_Text block:_
════════════════

Martin v. Houck Music Co. , 1906 Ark. LEXIS 324 ( 1906 )


Menu:
  • Riddick, J.,

    (after stating the facts.) This is an action to recover damages for injury to and conversion of a piano. The facts in short are that plaintiff was the owner of a piano which defendant undertook to repair, and for which defendant was to be paid $135. But there was a misunderstanding as to the manner in which this sum was to be paid. The plaintiff, Mrs. Martin, understood that it was to be paid in monthly installments, and she offered to pay it in that way, and asked that the piano be returned to her on those terms. But the company insisted that the full amount was due, and it exercised the right to hold the piano until the full amount charged for the repairs was paid. While the piano was thus held by it, a heavy storm of sleet came, and, as explained in the statement of facts, the piano was injured.

    The plaintiff contends that the defendant not only claimed the right to hold the piano for the payment of the price of the repairs made on it, but that it held it for an unlawful claim for rent of another piano, and also for a charge for storage which plaintiff did not owe; that in this way it was guilty of an unlawful conversion of the piano. Counsel for plaintiff has filed an admirable brief, discussing the law as applied to that state of facts. His argument would be unanswerable if the, facts in the case were as he assumes them to be.

════════════════

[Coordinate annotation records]
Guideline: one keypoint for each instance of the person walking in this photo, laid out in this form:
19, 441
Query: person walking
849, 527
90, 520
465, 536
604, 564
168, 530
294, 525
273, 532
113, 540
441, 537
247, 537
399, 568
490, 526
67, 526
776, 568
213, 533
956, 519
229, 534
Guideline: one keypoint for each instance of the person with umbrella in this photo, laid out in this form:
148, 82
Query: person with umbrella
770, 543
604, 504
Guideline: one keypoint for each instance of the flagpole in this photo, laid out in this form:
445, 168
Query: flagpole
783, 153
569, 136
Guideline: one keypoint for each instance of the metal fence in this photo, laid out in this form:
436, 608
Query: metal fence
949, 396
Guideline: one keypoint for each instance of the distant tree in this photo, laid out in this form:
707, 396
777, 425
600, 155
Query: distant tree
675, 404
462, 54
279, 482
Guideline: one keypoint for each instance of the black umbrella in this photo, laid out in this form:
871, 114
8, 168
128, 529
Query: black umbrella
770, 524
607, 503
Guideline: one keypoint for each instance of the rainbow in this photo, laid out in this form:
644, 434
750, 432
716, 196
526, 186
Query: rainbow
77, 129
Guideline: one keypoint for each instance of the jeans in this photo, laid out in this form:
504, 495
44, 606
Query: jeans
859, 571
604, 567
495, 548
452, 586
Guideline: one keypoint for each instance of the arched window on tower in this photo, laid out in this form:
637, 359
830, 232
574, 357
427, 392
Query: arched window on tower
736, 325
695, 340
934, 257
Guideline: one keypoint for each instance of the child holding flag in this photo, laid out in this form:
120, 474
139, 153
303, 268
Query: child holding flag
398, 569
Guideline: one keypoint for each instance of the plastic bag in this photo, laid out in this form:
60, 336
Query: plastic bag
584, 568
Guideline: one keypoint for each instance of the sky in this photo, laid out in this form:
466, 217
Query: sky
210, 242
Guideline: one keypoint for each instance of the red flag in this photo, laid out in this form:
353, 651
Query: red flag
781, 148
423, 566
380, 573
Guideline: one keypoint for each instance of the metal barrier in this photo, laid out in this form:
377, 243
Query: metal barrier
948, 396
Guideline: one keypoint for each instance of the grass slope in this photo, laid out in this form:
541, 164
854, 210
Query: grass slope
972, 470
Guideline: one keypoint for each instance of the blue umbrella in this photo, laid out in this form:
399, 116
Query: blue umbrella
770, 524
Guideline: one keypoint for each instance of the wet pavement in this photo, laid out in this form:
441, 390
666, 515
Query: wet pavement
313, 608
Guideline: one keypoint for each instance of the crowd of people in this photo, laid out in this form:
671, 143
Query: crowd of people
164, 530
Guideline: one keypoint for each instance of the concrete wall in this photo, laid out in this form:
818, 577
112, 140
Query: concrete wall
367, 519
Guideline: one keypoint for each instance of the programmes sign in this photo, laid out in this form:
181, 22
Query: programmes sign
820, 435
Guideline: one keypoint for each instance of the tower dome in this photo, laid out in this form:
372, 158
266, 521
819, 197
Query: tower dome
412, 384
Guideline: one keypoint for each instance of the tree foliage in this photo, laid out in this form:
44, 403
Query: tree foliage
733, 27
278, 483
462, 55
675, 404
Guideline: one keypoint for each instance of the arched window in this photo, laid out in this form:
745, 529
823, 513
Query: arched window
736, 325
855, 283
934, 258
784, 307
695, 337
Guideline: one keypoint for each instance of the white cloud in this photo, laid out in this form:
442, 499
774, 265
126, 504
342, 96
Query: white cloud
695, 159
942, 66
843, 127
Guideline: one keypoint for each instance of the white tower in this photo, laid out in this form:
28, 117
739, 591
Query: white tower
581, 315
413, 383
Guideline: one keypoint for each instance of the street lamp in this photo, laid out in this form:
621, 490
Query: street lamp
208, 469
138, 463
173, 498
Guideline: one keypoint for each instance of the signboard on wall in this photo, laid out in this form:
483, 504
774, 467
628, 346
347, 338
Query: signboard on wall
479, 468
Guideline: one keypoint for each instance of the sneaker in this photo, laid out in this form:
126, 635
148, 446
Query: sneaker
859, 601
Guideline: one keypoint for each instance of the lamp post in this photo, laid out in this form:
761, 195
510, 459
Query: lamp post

════════════════

_The exercise:_ Reproduce the part of the court opinion that runs from "(after stating the" up to and including "piano was injured.".

_The output:_
(after stating the facts.) This is an action to recover damages for injury to and conversion of a piano. The facts in short are that plaintiff was the owner of a piano which defendant undertook to repair, and for which defendant was to be paid $135. But there was a misunderstanding as to the manner in which this sum was to be paid. The plaintiff, Mrs. Martin, understood that it was to be paid in monthly installments, and she offered to pay it in that way, and asked that the piano be returned to her on those terms. But the company insisted that the full amount was due, and it exercised the right to hold the piano until the full amount charged for the repairs was paid. While the piano was thus held by it, a heavy storm of sleet came, and, as explained in the statement of facts, the piano was injured.